Perşembe Nisan 25, 2024

Kandıra’dan Tutsak Partizan: “Pandora’nın Kutusu’nu açan kadınların siyaset sahnesine çıkması oldu”

Gazetemiz Özgür Gelecek’in bürolarına dönük gaspın devam etmesine ilişkin gazetemize mesaj gönderen Kandıra 1 Nolu F Tipi Hapishane’den Tutsak Partizan Resmiye Vatansever “…dinamiklerini yapıya kurumsal olarak mal etmeye kalkışan kadınlar değişmek isteyenlere cesaret, statükoculara ise sıkıntı vermiştir. Bu nedenle saldırıların kadınlara ve kadınların daha fazla çalıştığı, söz sahibi olduğu kurumlara yapılması tesadüf değildir” dedi.

“Pandora’nın Kutusu’nu açan kadınların siyaset sahnesine çıkması oldu”

Devrim ve demokrasi arayışlarının kitleler tarafından her zamankinden daha acil bir ihtiyaç haline geldiği bu süreçte enerjimizi bundan daha farklı sorunlara yoğunlaştırmak durumunda kalıyor olmamızın rahatsızlığını yaşadığımı belirtmek istiyorum.

__________________________________________________

Lütfen haberin "Devrim ve demokrasi" ile "yaşadığımı belirtmek istiyorum." arasındaki kısmını, bu iki ifade de dahil olmak üzere, hiç değiştirmeden alıntılayın. Kayıtların bu metinle hiçbir ilgisi yoktur.

__________________________________________________

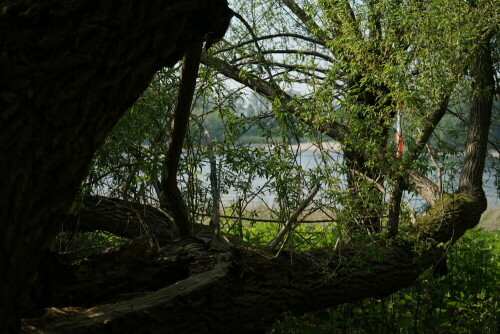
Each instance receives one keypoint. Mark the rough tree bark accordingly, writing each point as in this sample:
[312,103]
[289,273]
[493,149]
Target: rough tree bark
[68,71]
[207,285]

__________________________________________________

Çözüm:
Devrim ve demokrasi arayışlarının kitleler tarafından her zamankinden daha acil bir ihtiyaç haline geldiği bu süreçte enerjimizi bundan daha farklı sorunlara yoğunlaştırmak durumunda kalıyor olmamızın rahatsızlığını yaşadığımı belirtmek istiyorum.